**Direction A:**
From the records, pull out every line that includes the word "dark" and copy those lines.

**Extract:**
-- start --

2013 country count:  114

2014
I returned to work after Christmas on a reduced teaching load and had a reasonable time of it, although it was a miserable ski season.  A few skiing friends and I spent spring break skiing in the Dolomites in Italy which was an incredible time, although I couldn't ski the last few days because of an incredibly sore back.


That summer Terri and I decided to take it physically a bit easier than usual since we weren't sure how recovered I was from my breakdown.  I flew to Bali via a brief visit to sad, ruined East Timor, and then Terri and I spent a month diving our way around Indonesia, with visits to Bali, the Togean Islands and the amazing Derawan Archipelago and its manta rays.  Terri had bought a small house in northeast Bali a few years earlier, and it made for a perfect base for our expeditions. After Terri's inevitable return to work, I stayed on, exploring the Solomon Islands and expensive, dangerous and deeply unpleasant Papua New Guinea before crossing back into Indonesian New Guinea for a few weeks of birdwatching and diving. 


That fall was the start of my last year at LAS.  I had already decided that I was going to leave, but LAS' deeply autocratic First Family had decided that I needed to be forced out, which didn't make the final year much fun at work.  Luckily it was a charmed autumn with perfect weather almost every weekend and a never-ending series of hiking and biking weekends that lasted almost into December that left me with a permanent grin and indelible memories of the fall colours blanketing the Alps.

I flew off that Christmas with three colleagues to show them the Japanese powder that I had been pining for during the many snow droughts of my Leysin years.   

2014 new countries:  East Timor, Solomon Islands, Papua New Guinea

2014 year-end country count:  117

2015
After some epic skiing in Hokkaido, I returned to Leysin for my final ski season there.  The snow was miserable for most of the winter, and when it did snow, I nearly got myself killed in an avalanche that took away quite a bit of my skiing mojo.  During spring break Terri and I flew to Georgia for a few days of skiing which reminded me of how much I liked this small, historic country in the Caucasus.

2015-18:  Three Itinerant Years

Mid-June saw me say farewell with affection and great memories to my colleagues and friends in Leysin and to the outdoor playground of the Alps.  Terri and I headed off for a month of cycling down the Danube, followed (for me) by sailing and cycling in Finland and Norway while Terri finished up her 15th and final year at Kumon Leysin Academy.  When she was free, we abandoned the bicycles and set off on foot to trek in the Pyrenees and then the mythical GR20 hiking route in Corsica.  Terri flew back to Switzerland for her Swiss citizenship ceremony, and then we were off, both finally free of work and commitments for the foreseeable future.

We visited our families and then rendezvoused in Ushuaia, Argentina for the extravagant splurge of a lifetime, a trip to the Falkland Islands, South Georgia and the Antarctic Peninsula on the MV Ushuaia.  Despite a fire on board on the first night, and having to dodge between South Atlantic hurricanes on the return journey, it was an incredible, life-altering trip that always seemed to have a David Attenborough voice-over playing in our heads.


After that, we started cycling north through Patagonia, stopping to hike in places like Torres del Paine and El Chalten.  We said good-bye to 2015 in a little town along the Carretera Austral, the little-used dirt road linking the remote communities of southern Chile.

-- end --

**Direction B:**
According to the travel account, which countries were new for the writer in 2014?

**Exercise materials:**
-- start --

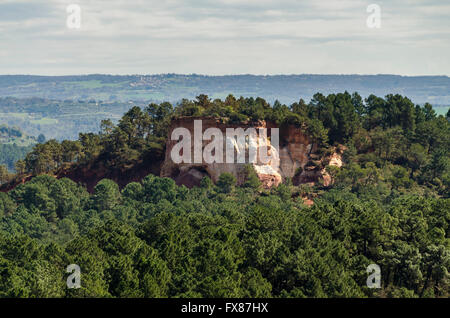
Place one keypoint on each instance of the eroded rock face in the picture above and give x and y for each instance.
(295, 149)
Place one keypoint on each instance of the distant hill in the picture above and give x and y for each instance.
(174, 87)
(14, 145)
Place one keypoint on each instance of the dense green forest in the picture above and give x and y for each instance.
(388, 205)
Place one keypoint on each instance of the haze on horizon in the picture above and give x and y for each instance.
(224, 37)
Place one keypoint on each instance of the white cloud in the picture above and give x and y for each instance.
(225, 37)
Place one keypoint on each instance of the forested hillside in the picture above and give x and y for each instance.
(389, 205)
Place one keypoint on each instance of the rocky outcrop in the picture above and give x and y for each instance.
(294, 159)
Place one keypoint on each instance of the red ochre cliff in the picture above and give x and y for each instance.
(295, 158)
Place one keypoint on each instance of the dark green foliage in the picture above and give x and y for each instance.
(389, 205)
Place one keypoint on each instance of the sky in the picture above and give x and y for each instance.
(223, 37)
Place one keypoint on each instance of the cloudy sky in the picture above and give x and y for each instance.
(225, 37)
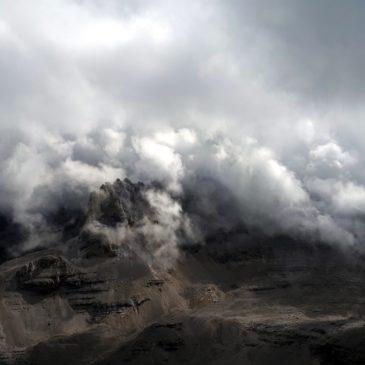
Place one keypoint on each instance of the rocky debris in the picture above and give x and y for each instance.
(239, 298)
(44, 275)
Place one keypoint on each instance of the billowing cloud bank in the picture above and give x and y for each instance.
(265, 103)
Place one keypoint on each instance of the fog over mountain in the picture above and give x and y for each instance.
(182, 182)
(265, 99)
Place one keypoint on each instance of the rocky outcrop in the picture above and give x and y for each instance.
(239, 298)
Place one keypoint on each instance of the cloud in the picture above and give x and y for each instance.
(263, 99)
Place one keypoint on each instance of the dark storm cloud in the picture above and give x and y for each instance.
(263, 98)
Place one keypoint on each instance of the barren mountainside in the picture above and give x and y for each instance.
(118, 289)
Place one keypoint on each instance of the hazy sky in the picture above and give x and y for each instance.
(266, 97)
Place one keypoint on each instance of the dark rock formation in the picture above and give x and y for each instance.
(240, 298)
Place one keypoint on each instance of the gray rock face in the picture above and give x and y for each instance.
(237, 299)
(119, 202)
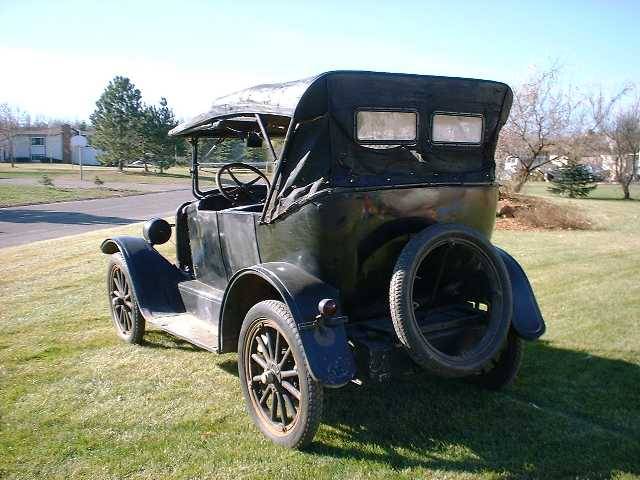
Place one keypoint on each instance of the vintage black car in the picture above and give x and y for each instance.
(367, 253)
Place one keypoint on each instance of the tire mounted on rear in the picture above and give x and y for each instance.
(282, 398)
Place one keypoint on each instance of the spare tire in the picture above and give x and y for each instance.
(451, 300)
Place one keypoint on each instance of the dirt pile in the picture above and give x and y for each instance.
(525, 213)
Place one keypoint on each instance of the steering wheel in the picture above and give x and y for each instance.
(241, 192)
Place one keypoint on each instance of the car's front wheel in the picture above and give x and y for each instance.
(283, 400)
(126, 316)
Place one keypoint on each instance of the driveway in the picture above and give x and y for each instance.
(20, 225)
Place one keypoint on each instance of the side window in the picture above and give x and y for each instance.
(457, 128)
(386, 127)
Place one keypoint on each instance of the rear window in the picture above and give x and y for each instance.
(456, 128)
(386, 127)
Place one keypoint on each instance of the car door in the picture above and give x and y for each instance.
(237, 230)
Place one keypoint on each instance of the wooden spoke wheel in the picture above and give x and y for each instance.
(125, 313)
(282, 398)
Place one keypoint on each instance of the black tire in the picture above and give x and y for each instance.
(125, 313)
(263, 322)
(502, 370)
(402, 302)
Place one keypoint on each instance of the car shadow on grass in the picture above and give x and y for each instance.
(160, 339)
(15, 215)
(569, 414)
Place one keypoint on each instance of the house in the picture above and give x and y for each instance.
(49, 144)
(38, 144)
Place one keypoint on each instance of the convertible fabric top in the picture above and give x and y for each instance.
(280, 99)
(323, 151)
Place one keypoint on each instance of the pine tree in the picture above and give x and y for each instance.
(573, 180)
(118, 121)
(158, 147)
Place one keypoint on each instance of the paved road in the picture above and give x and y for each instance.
(20, 225)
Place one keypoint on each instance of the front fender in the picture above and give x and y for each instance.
(526, 318)
(327, 352)
(153, 278)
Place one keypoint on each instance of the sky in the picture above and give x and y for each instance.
(56, 57)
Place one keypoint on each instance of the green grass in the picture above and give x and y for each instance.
(604, 191)
(179, 175)
(12, 195)
(75, 402)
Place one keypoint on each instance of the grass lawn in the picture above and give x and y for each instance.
(75, 402)
(13, 195)
(106, 174)
(604, 191)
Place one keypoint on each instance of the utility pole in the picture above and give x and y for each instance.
(80, 161)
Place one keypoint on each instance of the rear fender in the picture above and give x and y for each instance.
(526, 319)
(153, 278)
(327, 352)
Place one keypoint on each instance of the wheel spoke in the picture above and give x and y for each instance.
(274, 407)
(256, 358)
(284, 357)
(291, 389)
(127, 319)
(281, 408)
(290, 406)
(269, 344)
(265, 396)
(265, 351)
(277, 349)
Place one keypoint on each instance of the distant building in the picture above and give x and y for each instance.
(47, 144)
(38, 144)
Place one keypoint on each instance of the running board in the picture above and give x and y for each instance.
(189, 328)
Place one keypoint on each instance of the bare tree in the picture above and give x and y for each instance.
(620, 123)
(540, 116)
(10, 122)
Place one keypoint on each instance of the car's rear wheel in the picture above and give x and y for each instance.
(126, 316)
(282, 398)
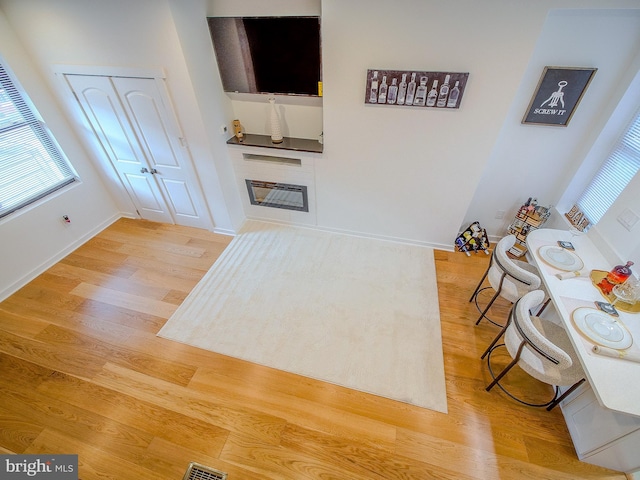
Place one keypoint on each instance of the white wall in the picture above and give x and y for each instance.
(409, 174)
(36, 236)
(132, 34)
(539, 161)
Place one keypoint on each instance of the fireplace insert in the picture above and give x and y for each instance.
(278, 195)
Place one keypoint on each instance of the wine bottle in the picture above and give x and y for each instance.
(382, 97)
(454, 95)
(373, 96)
(411, 89)
(402, 91)
(393, 91)
(421, 93)
(444, 92)
(618, 275)
(433, 94)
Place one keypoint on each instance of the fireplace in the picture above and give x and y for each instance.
(278, 195)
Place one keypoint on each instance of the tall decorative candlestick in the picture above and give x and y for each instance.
(276, 131)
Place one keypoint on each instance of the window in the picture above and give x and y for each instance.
(31, 165)
(614, 175)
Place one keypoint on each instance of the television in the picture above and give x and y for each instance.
(272, 55)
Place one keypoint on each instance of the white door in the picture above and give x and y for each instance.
(135, 124)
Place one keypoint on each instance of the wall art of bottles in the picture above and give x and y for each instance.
(415, 88)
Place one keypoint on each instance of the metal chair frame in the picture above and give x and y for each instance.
(478, 290)
(526, 341)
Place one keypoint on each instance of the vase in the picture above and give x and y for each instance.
(276, 131)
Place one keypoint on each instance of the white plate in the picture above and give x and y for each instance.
(561, 258)
(601, 328)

-- end --

**Task response A:**
Place one keypoint on each instance of the dark green foliage in the picture above and give x and y for each instance.
Place one keypoint on each instance of the dark storm cloud in the picture above and give x and y for each instance.
Place one keypoint on each instance of the dark rock formation in the picture above and give x and y for each instance.

**Task response B:**
East Timor, Solomon Islands, and Papua New Guinea